• **EXERCISE MATERIALS**
################
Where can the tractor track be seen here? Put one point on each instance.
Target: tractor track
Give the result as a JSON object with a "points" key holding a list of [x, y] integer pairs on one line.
################
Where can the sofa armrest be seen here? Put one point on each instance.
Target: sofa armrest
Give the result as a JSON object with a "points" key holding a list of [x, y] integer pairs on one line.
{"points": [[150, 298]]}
################
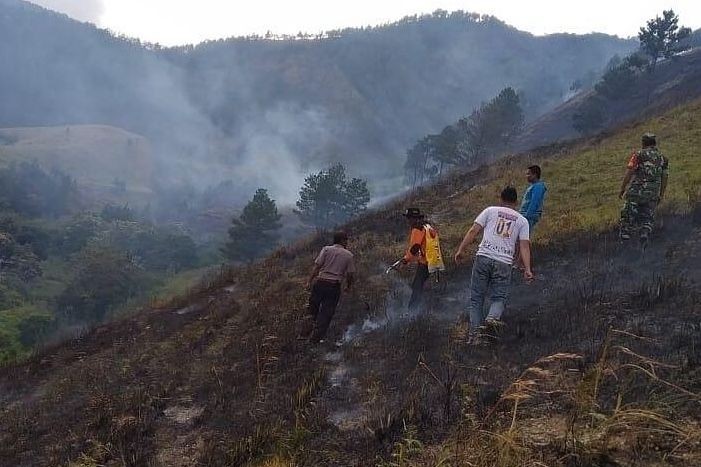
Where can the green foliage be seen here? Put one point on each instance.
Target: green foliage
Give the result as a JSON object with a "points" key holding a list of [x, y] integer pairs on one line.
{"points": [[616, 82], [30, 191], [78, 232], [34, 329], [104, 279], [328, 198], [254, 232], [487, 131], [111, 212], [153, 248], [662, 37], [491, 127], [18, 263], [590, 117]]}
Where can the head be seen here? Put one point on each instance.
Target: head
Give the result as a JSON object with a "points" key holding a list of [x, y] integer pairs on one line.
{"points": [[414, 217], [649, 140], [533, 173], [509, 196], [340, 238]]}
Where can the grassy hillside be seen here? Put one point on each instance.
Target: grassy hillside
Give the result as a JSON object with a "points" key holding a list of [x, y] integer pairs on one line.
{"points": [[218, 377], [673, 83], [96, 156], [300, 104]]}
################
• **EXERCISE TASK**
How many lines in the records above contain the word "track", with uppercase and lowercase treated as different? Reply with the number only.

• **EXERCISE OUTPUT**
2